• [TESTO DI PARTENZA]:
══════

Tutti gli amici di McCoy sono sopravvissuti. «Ho detto ad Angel: sei il mio angelo perché ero convinta che sarei stata colpita», ha raccontato McCoy piangendo. Colon è ancora in ospedale. McCoy ha detto che avrebbe dovuto ottenere il permesso di portare con sé delle armi occultate sabato scorso: non sa se avrebbe potuto portare un’arma nel locale, ma ha detto che se ne avesse avuta una avrebbe provato a sparare a Mateen.

══════

• [DATI FORNITI]:
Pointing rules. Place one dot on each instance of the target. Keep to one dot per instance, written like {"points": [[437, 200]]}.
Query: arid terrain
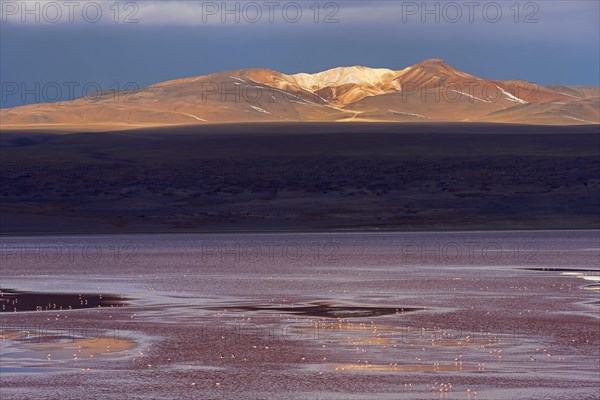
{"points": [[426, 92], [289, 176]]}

══════

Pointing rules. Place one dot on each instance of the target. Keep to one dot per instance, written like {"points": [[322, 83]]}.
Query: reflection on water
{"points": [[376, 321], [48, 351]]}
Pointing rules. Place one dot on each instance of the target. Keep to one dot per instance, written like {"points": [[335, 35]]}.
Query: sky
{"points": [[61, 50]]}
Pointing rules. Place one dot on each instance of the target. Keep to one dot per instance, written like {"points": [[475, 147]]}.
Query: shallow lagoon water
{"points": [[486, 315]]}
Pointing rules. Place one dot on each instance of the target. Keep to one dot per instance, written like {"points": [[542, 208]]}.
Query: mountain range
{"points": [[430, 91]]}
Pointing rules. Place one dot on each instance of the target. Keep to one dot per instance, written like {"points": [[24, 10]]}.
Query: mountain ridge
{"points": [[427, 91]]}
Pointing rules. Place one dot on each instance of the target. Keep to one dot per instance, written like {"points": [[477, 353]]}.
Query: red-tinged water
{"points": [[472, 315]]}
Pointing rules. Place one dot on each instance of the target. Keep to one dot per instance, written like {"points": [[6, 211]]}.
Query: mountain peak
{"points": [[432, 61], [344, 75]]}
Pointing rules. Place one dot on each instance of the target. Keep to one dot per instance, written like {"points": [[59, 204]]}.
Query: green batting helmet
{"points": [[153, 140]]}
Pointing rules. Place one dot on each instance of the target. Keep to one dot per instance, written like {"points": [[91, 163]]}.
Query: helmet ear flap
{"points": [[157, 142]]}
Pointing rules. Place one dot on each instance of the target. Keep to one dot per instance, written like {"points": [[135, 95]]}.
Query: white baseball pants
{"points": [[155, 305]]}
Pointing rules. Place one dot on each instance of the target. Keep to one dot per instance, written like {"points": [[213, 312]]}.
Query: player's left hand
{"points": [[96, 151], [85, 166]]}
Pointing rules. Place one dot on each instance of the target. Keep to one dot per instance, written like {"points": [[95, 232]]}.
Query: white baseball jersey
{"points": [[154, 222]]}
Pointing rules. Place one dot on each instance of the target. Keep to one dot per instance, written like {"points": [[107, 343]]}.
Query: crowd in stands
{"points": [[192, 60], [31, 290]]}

══════

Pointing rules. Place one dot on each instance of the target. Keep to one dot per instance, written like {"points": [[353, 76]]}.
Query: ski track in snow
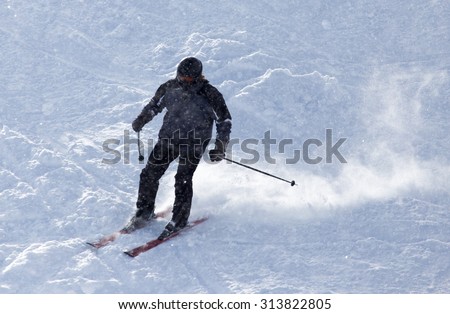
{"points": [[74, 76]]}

══════

• [DOMANDE]:
1. Secondo il testo di partenza sulla testimonianza di McCoy, chi si trova ancora in ospedale?
2. Prosegui il testo sulla testimonianza di McCoy partendo dopo la sua ultima frase.
I record sono materiale a sé, distinto dal testo di partenza.

• [RISPOSTE SCRITTE]:
1. Colon.

2.
Per McCoy i giorni dopo la sparatoria sono stati un incubo. Non è mai stata una persona paurosa, ma domenica sera si è assicurata che tutte le porte e le finestre di casa sua fossero chiuse. Non è riuscita a dormire. Lunedì notte un gruppo di amici è andato a trovarla per tenerle compagnia. McCoy tiene la sua pistola in una cassaforte, ma non ha i proiettili. La sua auto è ancora nel parcheggio del locale. Domenica mattina, dopo la strage, è quasi tornata a casa piedi, prima di trovare un passaggio. Indossava solo il reggiseno e un paio di pantaloni. È arrivata a casa alle sei di mattina, esausta, e si è fatta una doccia. «Guardavo il sangue su di me e non era il mio. Era il sangue delle vittime. Ci ho messo un minuto solo per pulirlo perché pensavo: “Di chi potrebbe essere? Sono vivi?”», ha raccontato piangendo. «Hai addosso il sangue di qualcun altro e riesci solo a fissarlo. Lo fissi e basta. È il sangue di qualcun altro. Non è il mio. Perché non è il mio? Come ho fatto a uscirne viva?».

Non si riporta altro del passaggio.